(INFORMATION SUPPLIED)

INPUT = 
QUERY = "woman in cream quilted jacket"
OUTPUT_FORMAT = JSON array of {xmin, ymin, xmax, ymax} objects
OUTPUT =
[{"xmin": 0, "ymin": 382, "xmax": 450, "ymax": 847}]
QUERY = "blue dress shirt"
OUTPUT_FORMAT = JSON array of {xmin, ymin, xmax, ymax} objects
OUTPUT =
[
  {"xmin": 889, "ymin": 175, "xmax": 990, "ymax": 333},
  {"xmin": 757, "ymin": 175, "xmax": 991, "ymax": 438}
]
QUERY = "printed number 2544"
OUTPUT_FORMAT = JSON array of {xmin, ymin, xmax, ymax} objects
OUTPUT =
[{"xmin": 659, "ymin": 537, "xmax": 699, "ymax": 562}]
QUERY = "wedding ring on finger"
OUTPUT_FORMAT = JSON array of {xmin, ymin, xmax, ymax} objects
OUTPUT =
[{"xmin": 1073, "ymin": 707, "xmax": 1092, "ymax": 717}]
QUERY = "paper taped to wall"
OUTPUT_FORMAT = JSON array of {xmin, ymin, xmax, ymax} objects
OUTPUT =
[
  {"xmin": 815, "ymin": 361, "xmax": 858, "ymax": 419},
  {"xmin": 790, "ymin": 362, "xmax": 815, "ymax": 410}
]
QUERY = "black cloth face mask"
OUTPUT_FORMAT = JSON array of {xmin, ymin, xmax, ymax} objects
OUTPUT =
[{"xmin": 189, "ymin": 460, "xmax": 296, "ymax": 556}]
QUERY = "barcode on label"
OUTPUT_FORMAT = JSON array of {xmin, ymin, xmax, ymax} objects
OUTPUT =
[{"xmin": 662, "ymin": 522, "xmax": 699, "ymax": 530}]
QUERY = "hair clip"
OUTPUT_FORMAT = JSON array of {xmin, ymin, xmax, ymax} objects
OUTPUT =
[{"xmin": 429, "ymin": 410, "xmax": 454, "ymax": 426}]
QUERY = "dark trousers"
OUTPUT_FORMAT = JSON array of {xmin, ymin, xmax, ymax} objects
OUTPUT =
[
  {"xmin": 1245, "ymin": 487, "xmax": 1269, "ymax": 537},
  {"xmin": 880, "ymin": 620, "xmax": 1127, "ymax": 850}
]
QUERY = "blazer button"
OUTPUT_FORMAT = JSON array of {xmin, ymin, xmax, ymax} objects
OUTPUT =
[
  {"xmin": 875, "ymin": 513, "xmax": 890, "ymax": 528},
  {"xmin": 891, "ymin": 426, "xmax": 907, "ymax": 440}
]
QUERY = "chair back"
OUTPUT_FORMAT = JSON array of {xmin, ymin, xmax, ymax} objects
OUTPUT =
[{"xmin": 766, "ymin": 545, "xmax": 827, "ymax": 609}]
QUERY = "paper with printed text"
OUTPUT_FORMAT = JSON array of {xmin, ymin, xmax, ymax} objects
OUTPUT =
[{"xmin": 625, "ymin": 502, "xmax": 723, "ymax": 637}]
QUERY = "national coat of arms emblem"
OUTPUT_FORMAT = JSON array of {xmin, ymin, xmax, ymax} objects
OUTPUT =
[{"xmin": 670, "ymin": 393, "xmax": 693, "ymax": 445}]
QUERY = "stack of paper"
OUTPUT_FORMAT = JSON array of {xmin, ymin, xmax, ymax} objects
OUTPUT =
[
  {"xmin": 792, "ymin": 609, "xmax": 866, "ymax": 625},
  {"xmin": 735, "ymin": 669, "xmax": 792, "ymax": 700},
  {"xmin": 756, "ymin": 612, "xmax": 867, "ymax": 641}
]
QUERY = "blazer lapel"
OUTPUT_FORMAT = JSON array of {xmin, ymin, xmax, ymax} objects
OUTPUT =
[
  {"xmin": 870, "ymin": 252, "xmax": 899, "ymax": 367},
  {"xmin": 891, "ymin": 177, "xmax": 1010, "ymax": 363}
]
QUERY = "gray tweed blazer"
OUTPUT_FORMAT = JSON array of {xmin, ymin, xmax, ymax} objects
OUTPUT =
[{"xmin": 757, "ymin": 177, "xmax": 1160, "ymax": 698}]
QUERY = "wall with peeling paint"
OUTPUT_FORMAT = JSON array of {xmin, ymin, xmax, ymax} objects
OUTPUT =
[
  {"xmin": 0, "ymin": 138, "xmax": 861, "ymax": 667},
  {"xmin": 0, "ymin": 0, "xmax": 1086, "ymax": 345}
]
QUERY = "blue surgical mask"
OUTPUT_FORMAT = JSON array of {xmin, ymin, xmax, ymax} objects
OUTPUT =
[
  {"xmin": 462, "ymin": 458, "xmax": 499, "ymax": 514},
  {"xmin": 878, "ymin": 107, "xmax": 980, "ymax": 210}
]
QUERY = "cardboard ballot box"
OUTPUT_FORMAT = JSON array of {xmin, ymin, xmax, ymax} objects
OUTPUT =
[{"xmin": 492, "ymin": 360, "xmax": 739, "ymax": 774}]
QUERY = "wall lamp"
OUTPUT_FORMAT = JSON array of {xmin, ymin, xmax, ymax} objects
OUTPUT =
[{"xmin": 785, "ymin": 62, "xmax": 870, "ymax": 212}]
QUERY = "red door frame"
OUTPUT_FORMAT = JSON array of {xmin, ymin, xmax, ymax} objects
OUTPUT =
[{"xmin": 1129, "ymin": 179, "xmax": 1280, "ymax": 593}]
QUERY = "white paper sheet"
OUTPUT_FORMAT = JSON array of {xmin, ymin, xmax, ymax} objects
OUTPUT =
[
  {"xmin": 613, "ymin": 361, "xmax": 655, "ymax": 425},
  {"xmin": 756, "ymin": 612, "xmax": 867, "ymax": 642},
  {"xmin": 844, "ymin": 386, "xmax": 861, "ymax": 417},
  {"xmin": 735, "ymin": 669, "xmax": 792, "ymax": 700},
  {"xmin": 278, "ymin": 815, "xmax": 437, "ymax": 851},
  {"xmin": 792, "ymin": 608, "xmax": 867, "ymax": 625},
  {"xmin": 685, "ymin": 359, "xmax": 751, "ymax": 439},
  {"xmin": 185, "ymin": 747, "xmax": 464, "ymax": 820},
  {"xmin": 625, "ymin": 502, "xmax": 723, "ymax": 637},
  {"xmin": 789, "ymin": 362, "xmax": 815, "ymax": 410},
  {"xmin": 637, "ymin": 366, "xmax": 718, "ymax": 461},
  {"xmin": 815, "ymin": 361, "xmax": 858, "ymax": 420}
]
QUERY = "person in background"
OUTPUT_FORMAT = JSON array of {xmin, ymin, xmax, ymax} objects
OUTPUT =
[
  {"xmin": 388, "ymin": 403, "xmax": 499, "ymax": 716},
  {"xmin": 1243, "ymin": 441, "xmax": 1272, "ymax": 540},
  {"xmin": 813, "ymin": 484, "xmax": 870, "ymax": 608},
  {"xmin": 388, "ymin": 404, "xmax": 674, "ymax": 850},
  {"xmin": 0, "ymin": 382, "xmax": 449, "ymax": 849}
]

(TASK DIRECTIONS) The answer must be every line from the entries above that holds the string "blazer".

(ANSWER SPACE)
QUERY = "blazer button"
QUERY = "blazer lapel"
QUERY = "gray tweed blazer"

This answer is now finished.